## BEGIN Text to read
LIGO India, a major breakthrough initiative to probe Gravitational Wave

 On the path of establishing India’s efforts towards becoming a developed nation, the central government has given a nod to set up Laser Interferometer Gravitational-Wave Observatory (LIGO), the country’s biggest facility to probe the universe through the detection of gravitational waves. Science and Technology is a key aspect of the progress and development of any nation and LIGO is one such initiative in realising a major scientific breakthrough in India.

Gravitational waves are ripples in space-time created by some of the Universe’s most destructive and energetic processes or produced by cataclysmic events such as colliding black holes, massive stars exploding and colliding neutron stars. In his general theory of relativity, Albert Einstein predicted the existence of gravitational waves, which encapsulates the understanding of how gravitation works.
## END Text to read
* [Requirements]:
1 - Summarize the text on LIGO India in two sentences.
2 - Return, unchanged, the part of the records that opens with the line containing "In this exercise you will point out the player's head" and closes with the line containing "414), (957, 405)]".
## BEGIN Supplied information
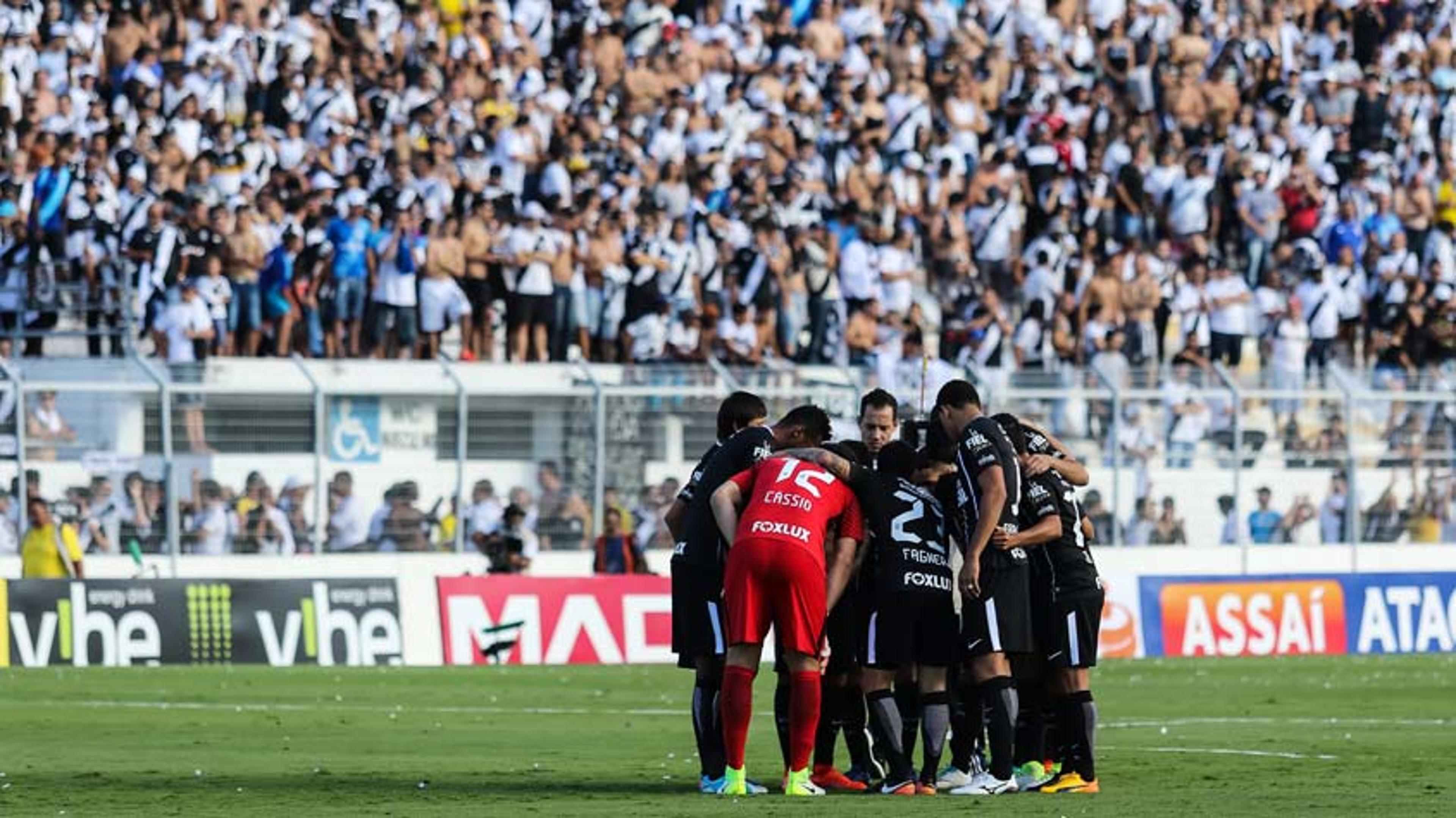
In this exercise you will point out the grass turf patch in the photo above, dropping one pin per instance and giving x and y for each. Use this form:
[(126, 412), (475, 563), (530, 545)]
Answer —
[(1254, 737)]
## END Supplied information
## BEGIN Supplied information
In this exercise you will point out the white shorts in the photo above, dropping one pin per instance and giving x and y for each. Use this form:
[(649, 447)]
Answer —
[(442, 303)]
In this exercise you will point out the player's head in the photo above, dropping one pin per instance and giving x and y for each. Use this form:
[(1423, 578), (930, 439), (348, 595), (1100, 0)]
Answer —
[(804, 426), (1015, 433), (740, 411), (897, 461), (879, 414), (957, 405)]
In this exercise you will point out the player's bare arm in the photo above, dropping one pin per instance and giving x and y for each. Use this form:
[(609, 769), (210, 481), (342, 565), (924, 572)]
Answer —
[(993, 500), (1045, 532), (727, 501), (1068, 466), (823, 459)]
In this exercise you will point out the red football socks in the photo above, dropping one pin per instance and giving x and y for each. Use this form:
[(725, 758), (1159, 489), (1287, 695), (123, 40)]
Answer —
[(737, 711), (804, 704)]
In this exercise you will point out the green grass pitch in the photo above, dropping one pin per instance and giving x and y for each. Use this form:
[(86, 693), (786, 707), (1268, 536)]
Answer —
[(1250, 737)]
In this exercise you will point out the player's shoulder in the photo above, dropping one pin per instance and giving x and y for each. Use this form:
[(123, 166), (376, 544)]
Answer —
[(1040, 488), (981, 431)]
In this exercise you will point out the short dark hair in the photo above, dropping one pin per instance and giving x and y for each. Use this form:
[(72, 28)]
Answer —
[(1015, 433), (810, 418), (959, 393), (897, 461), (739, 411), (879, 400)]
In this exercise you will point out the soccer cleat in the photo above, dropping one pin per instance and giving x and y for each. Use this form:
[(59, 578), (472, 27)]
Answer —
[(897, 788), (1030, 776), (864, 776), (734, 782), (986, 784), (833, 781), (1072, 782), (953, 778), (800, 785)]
## END Supplied information
* [Task solutions]:
1 - The central government has approved setting up the Laser Interferometer Gravitational-Wave Observatory (LIGO) in India, the country's biggest facility for probing the universe through the detection of gravitational waves and an initiative toward a major scientific breakthrough. Gravitational waves are ripples in space-time produced by the Universe's most destructive and energetic processes, such as colliding black holes, exploding massive stars and colliding neutron stars, and Albert Einstein predicted them in his general theory of relativity.

2 -
In this exercise you will point out the player's head in the photo above, dropping one pin per instance and giving x and y for each. Use this form:
[(1423, 578), (930, 439), (348, 595), (1100, 0)]
Answer —
[(804, 426), (1015, 433), (740, 411), (897, 461), (879, 414), (957, 405)]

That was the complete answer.